Wednesday, June 4, 2008

This week so far

I had construction duty one day this week and most of the American teams struggle with two things. 1. They want to do cement- not moving tiles. Which I might add... those tiles have been moved a thousand times in the past 4 years. I know because Orangewood moved them at least three times a couple years ago. So, the team wants something more significant to do. Well, let me tell you, they don't know it but making and moving cement in Mexico is not that exciting, fun, and definitely not easy. 2. Americans want to give 120% the first day. They are running the tiles to the finish point. They have four more days or construction... take your time and don't kill yourself (is what I want to say). Americans want to be quick and efficient. Well, in Mexico, quick and efficient are not on top of the priority list. It will get done eventually and thats ok. The whole building isn't going to be up by the end of the summer. Moving on...
The kids.
Kevin (6 yrs) is a little boy that said absolutely nothing last year. Not a word. This year he is talking! Amazing. I was holding his hand as we were walking to craft the other day and he kept giving me kisses on my hand. :) He is a little softer around the edges this year too.
Gaudencio (7 yrs), bless his heart, had a rough day two days ago. Kevin decided to chuck a frisbee and poor Guadencio was staning about a foot away, in the line of fire. So, Guadencio gets hit and starts crying. I ran over and scooped him up and after he stopped crying he was happy to sit in my lap. Later I came up some stairs and he was crying again! And so I scooped him up and we just sat there and I held him. He likes to be held when he is hurt. Some of the younger ones don't.
I brought out sudoko again and Monse and I played. Then Uriel came up and saw what we were doing and made a comment. Uriel is 13 and he is an intelligent, quiet, independent boy. He is not one that really comes out and plays with the teams or hangs out with the inters. He has probably said a handful of words to me ever and he sat down and we started playing sudoku! Then Jorge Calixto came and went and it was still Uriel and I. So, when it was time to go to be I let him borrow the book. It is funny how something in common can bring two people together.
Well, today is my day off. So, I am resting and then it's back to work tomorrow.

Provided data:

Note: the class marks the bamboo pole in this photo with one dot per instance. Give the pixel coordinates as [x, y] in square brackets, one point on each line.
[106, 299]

Short exercise 1: Reproduce verbatim the part of the blog post about a week of volunteering in Mexico that opens with the words containing "I brought out" and closes with "two people together.".
Short exercise 2: Write what comes next in the blog post about a week of volunteering in Mexico, picking up after its final sentence.

Exercise result 1:
I brought out sudoko again and Monse and I played. Then Uriel came up and saw what we were doing and made a comment. Uriel is 13 and he is an intelligent, quiet, independent boy. He is not one that really comes out and plays with the teams or hangs out with the inters. He has probably said a handful of words to me ever and he sat down and we started playing sudoku! Then Jorge Calixto came and went and it was still Uriel and I. So, when it was time to go to be I let him borrow the book. It is funny how something in common can bring two people together.

Exercise result 2:
Monday, June 2, 2008

I am here

i arrived saturday with two other interns- beka and mandy. mandy has been here before for a year before. it was not the feeling of nervousness that i had last year coming. i didn´t have a fear of getting lost or not being able to speak any spanish. and myrtille (she does everything and is in charge of the interns), in her infanite wisdomm said that the interns did not have to do the walmart bus trip. every year the interns are dropped off at walmart and told to get back to casa hogar.... not exciting... so that is two years in a row that i didn´t have to do that! there is no one here long term- so it is just the summer interns. it feels kind of weird because aaron was here last year and was in charge. but at least mandy and i have been here before so we know what to do.
i got to casa hogar and it was funny to see how the kids greeted me. jorge calixto and chucho gave me hugs and smiles. lupe and blanca sat there while i hugged them. dani looked at me quizzically and then said - i remember you! roberto got back to casa hogar late that evening and just came smiling and gave me a big hug. then in came lalo and his brother, omar.... probably two of my most favorite people ever! i was so glad to see them and they were glad to see me.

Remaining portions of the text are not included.